Rewrite every line of the records below as a single numbered list, leaving out blank lines.

** Start of Dataset records **

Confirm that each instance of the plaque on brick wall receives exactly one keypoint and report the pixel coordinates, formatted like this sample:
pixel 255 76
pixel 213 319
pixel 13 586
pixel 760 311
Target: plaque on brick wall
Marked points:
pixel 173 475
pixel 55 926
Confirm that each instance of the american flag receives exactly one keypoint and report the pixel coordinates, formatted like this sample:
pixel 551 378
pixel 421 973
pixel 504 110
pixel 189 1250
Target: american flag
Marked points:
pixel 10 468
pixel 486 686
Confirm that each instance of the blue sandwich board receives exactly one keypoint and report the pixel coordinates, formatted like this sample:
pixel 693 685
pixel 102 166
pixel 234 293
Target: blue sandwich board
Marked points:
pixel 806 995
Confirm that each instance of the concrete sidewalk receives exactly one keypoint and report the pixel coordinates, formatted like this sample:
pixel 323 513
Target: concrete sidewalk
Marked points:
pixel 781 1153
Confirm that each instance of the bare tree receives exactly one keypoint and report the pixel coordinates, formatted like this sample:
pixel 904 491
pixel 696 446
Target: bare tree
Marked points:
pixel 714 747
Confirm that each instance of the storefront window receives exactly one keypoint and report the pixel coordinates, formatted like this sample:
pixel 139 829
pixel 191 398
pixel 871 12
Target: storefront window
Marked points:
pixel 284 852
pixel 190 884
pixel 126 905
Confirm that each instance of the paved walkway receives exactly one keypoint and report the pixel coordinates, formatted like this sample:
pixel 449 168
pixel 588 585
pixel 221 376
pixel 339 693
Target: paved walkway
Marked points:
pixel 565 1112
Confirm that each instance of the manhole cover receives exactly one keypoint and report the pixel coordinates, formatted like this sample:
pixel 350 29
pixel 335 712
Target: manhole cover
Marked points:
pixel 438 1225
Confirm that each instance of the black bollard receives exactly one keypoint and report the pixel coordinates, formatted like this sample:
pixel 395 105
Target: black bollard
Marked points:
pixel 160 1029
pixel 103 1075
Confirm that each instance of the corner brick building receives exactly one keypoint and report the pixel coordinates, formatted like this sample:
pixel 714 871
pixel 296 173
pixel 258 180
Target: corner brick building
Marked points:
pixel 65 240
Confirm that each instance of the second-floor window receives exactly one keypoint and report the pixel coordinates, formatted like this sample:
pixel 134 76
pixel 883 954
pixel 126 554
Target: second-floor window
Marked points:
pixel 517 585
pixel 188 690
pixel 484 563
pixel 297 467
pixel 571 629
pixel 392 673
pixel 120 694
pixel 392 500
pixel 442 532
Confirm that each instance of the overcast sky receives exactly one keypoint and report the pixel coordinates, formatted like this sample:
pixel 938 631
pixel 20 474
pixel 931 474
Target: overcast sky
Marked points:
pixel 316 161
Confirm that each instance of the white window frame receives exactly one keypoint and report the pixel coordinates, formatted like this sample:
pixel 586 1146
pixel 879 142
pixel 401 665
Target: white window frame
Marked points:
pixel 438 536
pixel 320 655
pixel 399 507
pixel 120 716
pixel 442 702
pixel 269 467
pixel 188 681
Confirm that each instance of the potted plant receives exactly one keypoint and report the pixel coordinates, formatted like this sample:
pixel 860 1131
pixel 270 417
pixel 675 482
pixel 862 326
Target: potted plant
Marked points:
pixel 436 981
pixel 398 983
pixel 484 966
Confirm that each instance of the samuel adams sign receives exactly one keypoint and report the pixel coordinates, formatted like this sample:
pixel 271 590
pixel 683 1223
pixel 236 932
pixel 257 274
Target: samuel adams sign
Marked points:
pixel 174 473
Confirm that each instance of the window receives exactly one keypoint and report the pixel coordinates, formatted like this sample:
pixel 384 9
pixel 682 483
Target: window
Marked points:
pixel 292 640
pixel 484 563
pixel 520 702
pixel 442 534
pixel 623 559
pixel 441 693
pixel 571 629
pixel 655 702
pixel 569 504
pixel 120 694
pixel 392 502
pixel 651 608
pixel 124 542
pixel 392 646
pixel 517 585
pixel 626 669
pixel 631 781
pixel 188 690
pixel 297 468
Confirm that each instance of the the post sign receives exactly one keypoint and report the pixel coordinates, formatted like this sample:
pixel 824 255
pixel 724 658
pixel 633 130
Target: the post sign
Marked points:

** End of Dataset records **

● **Answer to this task**
1. Confirm that each instance of the plaque on brick wall receives exactly one keypoint and report the pixel coordinates, formatted like this sample:
2. pixel 255 76
3. pixel 213 319
4. pixel 13 586
5. pixel 760 311
6. Target: plaque on brick wall
7. Marked points:
8. pixel 173 475
9. pixel 55 926
10. Confirm that each instance of the american flag receives exactly one keypoint and report the pixel coordinates, formatted like this sample:
11. pixel 551 378
12. pixel 421 973
13. pixel 504 110
14. pixel 189 1250
15. Target: american flag
16. Marked points:
17. pixel 10 468
18. pixel 486 686
19. Confirm that each instance of the blue sandwich board receives exactly one keypoint and report the pixel coordinates, formatted like this sample:
20. pixel 693 685
21. pixel 102 166
22. pixel 234 293
23. Target: blue sandwich board
24. Marked points:
25. pixel 806 995
26. Confirm that each instance of the concrete sidewalk receives exactly one keypoint and report the pixel coordinates, formatted like this sample:
27. pixel 323 513
28. Target: concrete sidewalk
29. Marked points:
30. pixel 781 1153
31. Confirm that each instance of the bare tree receives exactly one keypoint and report the pixel coordinates, formatted like this sample:
32. pixel 904 491
33. pixel 696 446
34. Target: bare tree
35. Marked points:
36. pixel 714 747
37. Confirm that each instance of the storefront window receives exactly one keypoint and report the pixel coordinates, formatted like this sample:
38. pixel 139 829
39. pixel 191 398
40. pixel 871 12
41. Target: storefront window
42. Marked points:
43. pixel 284 852
44. pixel 190 884
45. pixel 126 905
46. Confirm that each instance of the paved walkway receives exactly one keypoint and report the pixel coordinates, formatted like this sample:
47. pixel 449 168
48. pixel 588 585
49. pixel 221 376
50. pixel 339 693
51. Target: paved walkway
52. Marked points:
53. pixel 565 1112
54. Confirm that each instance of the manhole cover receives exactly one keypoint and report the pixel coordinates, formatted like this sample:
55. pixel 350 29
56. pixel 335 712
57. Target: manhole cover
58. Marked points:
59. pixel 438 1225
60. Confirm that each instance of the black bollard receives exactly one keypoint and report the pixel coordinates, formatted like this sample:
61. pixel 395 105
62. Target: black bollard
63. Marked points:
64. pixel 160 1029
65. pixel 103 1075
66. Confirm that each instance of the corner brick building receives exactly one keypoint and report the pixel coordinates, formatted like this sample:
67. pixel 714 871
68. pixel 296 173
69. pixel 258 180
70. Target: corner brick building
71. Marked points:
72. pixel 65 240
73. Confirm that each instance of the second-floor window receives exactly one keypoint and report the pixel coordinates, formatted like this sample:
74. pixel 134 76
75. pixel 883 954
76. pixel 126 554
77. Target: second-floor window
78. Marked points:
79. pixel 517 585
80. pixel 188 690
81. pixel 484 563
82. pixel 297 467
83. pixel 571 629
84. pixel 392 673
85. pixel 120 694
86. pixel 392 500
87. pixel 442 532
88. Confirm that each instance of the overcast sky receives exactly one keypoint and report the pixel coordinates, formatted like this sample:
89. pixel 938 631
90. pixel 20 474
91. pixel 931 474
92. Target: overcast sky
93. Marked points:
94. pixel 316 161
95. Confirm that each instance of the white window frame receives exactly one keypoint and report the pixel coordinates, formatted like this sample:
96. pixel 586 1146
97. pixel 879 142
98. pixel 401 665
99. Target: white window frame
100. Marked points:
101. pixel 438 536
102. pixel 320 655
103. pixel 399 507
104. pixel 120 716
105. pixel 442 702
106. pixel 269 467
107. pixel 188 681
108. Confirm that each instance of the potted plant receives exactly one keypoint and report the pixel coordinates, formatted like this sample:
109. pixel 860 1131
110. pixel 270 417
111. pixel 675 482
112. pixel 862 326
113. Target: potted plant
114. Marked points:
115. pixel 436 981
116. pixel 398 983
117. pixel 484 966
118. Confirm that each instance of the samuel adams sign receives exactly one keypoint and report the pixel coordinates, formatted like this sample:
119. pixel 271 590
120. pixel 683 1223
121. pixel 236 932
122. pixel 257 274
123. Target: samuel adams sign
124. Marked points:
125. pixel 174 473
126. Confirm that each instance of the window receives exactly one keypoint and report the pixel coordinates, formatted like this sample:
127. pixel 384 9
128. pixel 682 483
129. Target: window
130. Marked points:
131. pixel 292 640
132. pixel 484 563
133. pixel 520 702
134. pixel 442 534
135. pixel 623 559
136. pixel 441 693
137. pixel 571 629
138. pixel 655 702
139. pixel 569 504
140. pixel 120 694
141. pixel 392 502
142. pixel 651 608
143. pixel 124 542
144. pixel 392 646
145. pixel 517 585
146. pixel 626 669
147. pixel 631 781
148. pixel 188 690
149. pixel 297 468
150. Confirm that each instance of the the post sign receives exactly one keypoint and report the pixel coordinates, formatted like this sample:
151. pixel 824 255
152. pixel 724 658
153. pixel 633 130
154. Target: the post sign
155. Marked points:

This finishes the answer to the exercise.